EXERCISE AIM: In the listing below, locate the line containing "the zebra with"; reproduce that line and all lines that follow it, unchanged.

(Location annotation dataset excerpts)
▼

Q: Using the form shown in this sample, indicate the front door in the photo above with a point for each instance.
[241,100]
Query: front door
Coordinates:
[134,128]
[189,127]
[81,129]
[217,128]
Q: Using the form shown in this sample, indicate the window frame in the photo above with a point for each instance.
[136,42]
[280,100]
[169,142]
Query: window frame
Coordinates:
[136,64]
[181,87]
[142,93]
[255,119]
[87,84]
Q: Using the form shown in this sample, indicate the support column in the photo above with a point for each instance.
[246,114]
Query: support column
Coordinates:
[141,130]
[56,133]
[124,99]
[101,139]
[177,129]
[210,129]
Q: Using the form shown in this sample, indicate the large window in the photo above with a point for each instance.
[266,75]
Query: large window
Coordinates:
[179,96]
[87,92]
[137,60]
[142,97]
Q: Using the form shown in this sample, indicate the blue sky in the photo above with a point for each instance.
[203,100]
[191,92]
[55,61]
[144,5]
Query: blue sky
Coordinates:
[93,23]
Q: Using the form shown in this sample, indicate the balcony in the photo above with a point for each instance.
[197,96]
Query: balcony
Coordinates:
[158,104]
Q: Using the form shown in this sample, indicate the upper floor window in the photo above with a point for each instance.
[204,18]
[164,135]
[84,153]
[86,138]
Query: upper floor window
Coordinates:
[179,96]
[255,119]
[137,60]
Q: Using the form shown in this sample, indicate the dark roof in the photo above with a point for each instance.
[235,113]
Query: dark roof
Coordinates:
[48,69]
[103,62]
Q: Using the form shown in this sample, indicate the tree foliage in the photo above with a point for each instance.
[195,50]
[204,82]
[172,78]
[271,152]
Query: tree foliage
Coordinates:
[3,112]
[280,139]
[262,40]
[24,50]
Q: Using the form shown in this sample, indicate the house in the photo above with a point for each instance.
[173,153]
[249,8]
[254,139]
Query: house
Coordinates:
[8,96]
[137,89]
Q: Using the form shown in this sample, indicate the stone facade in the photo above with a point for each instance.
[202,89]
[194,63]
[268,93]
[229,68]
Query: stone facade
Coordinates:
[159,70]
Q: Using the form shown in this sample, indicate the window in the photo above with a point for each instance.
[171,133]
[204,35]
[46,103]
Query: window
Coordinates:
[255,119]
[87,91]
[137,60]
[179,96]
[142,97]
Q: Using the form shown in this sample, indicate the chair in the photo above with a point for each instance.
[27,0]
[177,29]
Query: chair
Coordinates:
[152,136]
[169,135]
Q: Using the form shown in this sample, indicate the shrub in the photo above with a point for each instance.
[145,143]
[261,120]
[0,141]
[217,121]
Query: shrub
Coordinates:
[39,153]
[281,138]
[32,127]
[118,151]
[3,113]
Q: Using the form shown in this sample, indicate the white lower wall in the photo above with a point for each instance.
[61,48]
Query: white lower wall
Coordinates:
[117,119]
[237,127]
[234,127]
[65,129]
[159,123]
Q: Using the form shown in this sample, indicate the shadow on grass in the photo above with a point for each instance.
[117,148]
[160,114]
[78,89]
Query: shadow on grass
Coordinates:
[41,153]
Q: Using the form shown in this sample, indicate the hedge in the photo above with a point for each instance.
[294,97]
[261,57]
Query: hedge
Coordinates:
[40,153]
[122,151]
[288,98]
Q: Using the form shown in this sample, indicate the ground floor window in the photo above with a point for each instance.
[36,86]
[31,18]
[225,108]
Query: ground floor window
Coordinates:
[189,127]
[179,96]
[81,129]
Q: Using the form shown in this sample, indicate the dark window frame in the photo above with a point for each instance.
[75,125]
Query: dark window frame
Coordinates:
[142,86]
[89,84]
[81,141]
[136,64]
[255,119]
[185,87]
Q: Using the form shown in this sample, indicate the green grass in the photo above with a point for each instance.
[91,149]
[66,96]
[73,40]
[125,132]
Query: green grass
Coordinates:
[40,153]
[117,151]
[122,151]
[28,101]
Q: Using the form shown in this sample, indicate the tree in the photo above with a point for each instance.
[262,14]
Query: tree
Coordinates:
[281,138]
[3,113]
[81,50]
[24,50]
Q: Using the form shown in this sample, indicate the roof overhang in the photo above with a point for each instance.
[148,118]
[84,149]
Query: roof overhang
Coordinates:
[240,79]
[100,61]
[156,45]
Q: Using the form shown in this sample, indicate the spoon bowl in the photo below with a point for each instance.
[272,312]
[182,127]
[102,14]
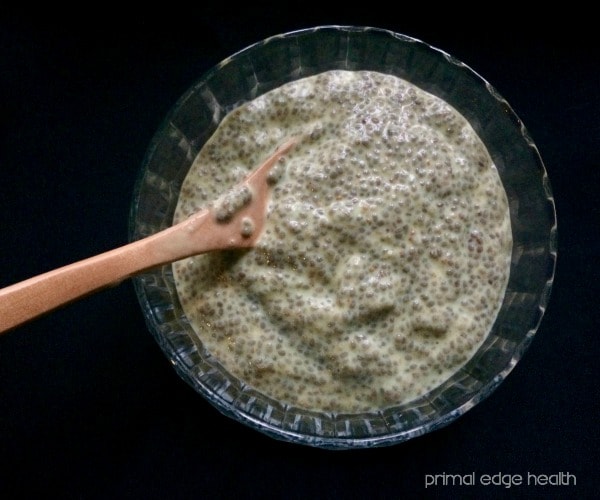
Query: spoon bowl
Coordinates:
[234,221]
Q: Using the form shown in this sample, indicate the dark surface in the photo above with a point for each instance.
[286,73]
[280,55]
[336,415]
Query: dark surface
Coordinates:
[90,407]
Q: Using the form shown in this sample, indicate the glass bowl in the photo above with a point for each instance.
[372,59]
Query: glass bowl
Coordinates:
[290,56]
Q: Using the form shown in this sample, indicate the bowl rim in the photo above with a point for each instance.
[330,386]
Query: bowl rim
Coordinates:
[349,442]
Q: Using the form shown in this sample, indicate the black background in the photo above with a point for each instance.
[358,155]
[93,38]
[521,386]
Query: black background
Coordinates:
[90,407]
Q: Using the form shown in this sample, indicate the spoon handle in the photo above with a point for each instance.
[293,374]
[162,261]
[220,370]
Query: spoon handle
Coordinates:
[35,296]
[201,232]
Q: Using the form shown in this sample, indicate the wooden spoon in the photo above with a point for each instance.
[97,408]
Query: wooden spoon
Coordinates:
[235,221]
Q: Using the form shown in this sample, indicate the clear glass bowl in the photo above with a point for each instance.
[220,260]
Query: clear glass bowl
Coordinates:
[286,57]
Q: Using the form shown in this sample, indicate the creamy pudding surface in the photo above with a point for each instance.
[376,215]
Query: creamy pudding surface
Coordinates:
[386,252]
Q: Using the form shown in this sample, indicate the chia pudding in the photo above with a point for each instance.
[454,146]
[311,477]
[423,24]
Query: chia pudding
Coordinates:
[386,250]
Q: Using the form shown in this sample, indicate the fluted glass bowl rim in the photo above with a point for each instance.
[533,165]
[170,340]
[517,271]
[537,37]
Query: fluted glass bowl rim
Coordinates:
[157,295]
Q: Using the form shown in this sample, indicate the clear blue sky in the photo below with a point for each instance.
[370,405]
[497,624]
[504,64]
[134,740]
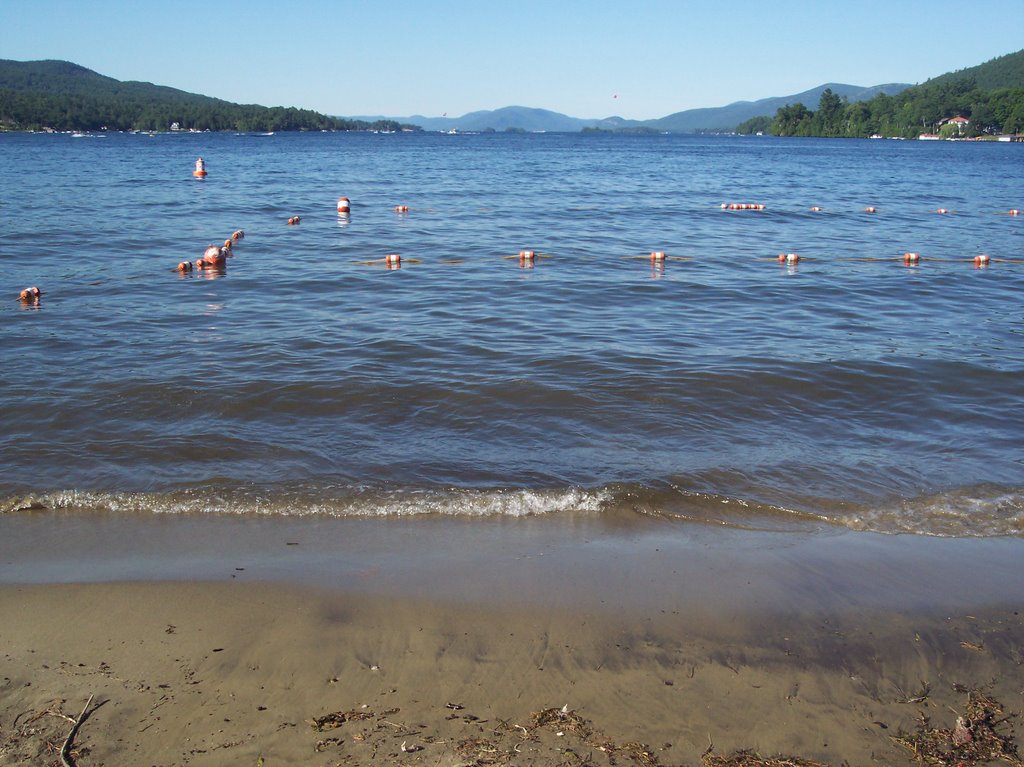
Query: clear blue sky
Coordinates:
[639,59]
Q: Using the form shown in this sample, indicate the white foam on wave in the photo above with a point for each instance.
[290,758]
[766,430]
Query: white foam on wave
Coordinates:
[355,503]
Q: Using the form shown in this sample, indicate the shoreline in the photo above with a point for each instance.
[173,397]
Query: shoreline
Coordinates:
[819,644]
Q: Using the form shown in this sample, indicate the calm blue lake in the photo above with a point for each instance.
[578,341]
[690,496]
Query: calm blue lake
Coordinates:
[307,378]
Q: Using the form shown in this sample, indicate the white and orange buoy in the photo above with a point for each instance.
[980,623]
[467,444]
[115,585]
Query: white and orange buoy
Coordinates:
[212,256]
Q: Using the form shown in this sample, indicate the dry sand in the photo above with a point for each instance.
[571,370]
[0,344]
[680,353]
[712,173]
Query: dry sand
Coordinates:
[213,674]
[450,638]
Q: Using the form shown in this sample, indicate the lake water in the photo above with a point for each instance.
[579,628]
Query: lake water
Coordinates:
[847,389]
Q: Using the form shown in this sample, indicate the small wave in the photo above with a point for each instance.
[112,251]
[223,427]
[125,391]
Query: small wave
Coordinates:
[350,503]
[980,511]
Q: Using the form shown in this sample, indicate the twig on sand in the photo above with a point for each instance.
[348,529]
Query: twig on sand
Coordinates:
[66,759]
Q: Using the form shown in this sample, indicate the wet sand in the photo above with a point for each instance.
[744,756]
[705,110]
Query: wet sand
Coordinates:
[220,640]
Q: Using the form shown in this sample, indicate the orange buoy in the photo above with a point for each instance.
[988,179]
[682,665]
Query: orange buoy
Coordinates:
[212,256]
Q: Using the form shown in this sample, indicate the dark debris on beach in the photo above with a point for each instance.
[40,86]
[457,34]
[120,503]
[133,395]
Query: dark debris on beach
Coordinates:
[978,736]
[556,736]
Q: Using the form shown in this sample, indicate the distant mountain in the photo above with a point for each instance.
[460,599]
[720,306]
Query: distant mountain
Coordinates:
[61,95]
[727,118]
[509,118]
[1004,72]
[690,121]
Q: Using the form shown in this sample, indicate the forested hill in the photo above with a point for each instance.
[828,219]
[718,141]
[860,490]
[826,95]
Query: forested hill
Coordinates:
[990,96]
[62,95]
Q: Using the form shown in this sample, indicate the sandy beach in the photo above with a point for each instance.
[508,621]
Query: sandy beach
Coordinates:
[534,659]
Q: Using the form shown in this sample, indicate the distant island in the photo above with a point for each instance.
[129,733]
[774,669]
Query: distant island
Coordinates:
[61,95]
[986,100]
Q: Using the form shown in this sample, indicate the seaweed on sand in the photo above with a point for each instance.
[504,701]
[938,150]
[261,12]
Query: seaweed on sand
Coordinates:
[974,738]
[753,759]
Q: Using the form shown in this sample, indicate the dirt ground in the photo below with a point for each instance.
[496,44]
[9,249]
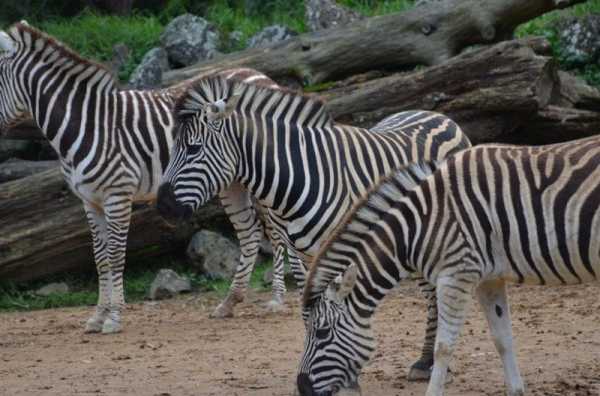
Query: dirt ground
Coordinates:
[173,348]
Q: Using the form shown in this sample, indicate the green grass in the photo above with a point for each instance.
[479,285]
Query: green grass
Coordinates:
[93,36]
[138,278]
[547,26]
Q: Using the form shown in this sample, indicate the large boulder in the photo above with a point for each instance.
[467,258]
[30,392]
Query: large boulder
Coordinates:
[270,35]
[189,39]
[213,254]
[168,284]
[580,39]
[325,14]
[148,74]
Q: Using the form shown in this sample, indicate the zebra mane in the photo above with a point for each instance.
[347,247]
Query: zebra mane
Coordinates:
[203,91]
[374,204]
[27,36]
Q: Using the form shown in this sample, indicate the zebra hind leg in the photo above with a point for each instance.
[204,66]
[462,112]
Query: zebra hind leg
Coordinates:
[277,301]
[454,297]
[98,227]
[118,212]
[493,299]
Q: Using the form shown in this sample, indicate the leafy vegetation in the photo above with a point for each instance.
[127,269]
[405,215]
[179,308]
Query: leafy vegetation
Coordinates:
[138,278]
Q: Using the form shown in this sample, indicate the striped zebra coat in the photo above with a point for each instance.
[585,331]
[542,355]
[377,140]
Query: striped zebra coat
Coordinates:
[489,215]
[289,154]
[113,145]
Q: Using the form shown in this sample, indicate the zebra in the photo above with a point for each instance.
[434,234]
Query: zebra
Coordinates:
[113,145]
[285,149]
[487,216]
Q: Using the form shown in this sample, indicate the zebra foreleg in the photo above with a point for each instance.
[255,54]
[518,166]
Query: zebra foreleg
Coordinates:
[493,299]
[118,217]
[454,297]
[238,206]
[421,369]
[99,230]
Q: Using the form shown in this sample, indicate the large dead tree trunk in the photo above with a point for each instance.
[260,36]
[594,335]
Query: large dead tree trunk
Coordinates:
[426,35]
[44,230]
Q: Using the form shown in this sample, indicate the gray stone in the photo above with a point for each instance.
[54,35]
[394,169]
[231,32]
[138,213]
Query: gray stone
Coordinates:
[189,39]
[325,14]
[148,74]
[213,254]
[270,35]
[580,39]
[52,288]
[168,284]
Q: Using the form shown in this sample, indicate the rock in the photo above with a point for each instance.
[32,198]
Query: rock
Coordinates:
[325,14]
[270,35]
[580,39]
[189,39]
[168,284]
[12,148]
[213,254]
[52,288]
[148,74]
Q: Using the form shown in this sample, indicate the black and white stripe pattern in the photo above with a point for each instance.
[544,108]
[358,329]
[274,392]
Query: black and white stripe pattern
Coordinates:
[113,144]
[487,216]
[288,153]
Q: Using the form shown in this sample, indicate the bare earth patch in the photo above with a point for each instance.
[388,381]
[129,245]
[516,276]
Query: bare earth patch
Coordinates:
[173,348]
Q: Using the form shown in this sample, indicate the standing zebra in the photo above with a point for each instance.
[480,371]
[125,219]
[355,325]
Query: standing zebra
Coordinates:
[289,154]
[113,145]
[489,215]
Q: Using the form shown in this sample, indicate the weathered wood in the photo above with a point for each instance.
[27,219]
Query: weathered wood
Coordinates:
[489,92]
[426,35]
[44,230]
[15,169]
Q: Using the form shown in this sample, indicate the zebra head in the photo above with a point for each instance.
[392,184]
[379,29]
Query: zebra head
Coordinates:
[12,103]
[337,345]
[203,160]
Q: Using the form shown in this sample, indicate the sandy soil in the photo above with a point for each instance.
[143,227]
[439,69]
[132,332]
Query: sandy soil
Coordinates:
[172,348]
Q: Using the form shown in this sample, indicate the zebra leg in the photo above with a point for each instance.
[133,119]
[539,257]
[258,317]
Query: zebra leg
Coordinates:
[278,287]
[421,369]
[240,210]
[454,296]
[493,299]
[97,224]
[118,216]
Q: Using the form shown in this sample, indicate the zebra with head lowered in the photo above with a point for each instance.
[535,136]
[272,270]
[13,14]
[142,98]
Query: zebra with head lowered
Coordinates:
[289,154]
[113,146]
[489,215]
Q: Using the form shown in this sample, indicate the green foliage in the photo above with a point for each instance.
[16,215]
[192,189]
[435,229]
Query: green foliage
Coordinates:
[93,36]
[138,278]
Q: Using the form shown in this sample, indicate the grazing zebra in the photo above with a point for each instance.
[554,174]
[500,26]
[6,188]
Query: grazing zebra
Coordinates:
[289,154]
[113,145]
[489,215]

▲

EXPECTED OUTPUT:
Q: Using the form shown in this sample, indicate the zebra with head lowered in the photo above with a point for each instance.
[535,136]
[272,270]
[13,14]
[142,98]
Query: zebra with head lowered
Coordinates:
[289,154]
[113,146]
[489,215]
Q: Using the form shown in this sample, indicate the green foliage in the photo above with a point for each instance.
[16,215]
[192,189]
[435,229]
Query: green foliage
Coordinates:
[93,36]
[138,278]
Q: Using the form shown in this sample, indicate the grazing zebra in the photo above with a point for each instance.
[554,174]
[500,26]
[6,188]
Query: grazing zebra
Coordinates:
[289,154]
[113,145]
[489,215]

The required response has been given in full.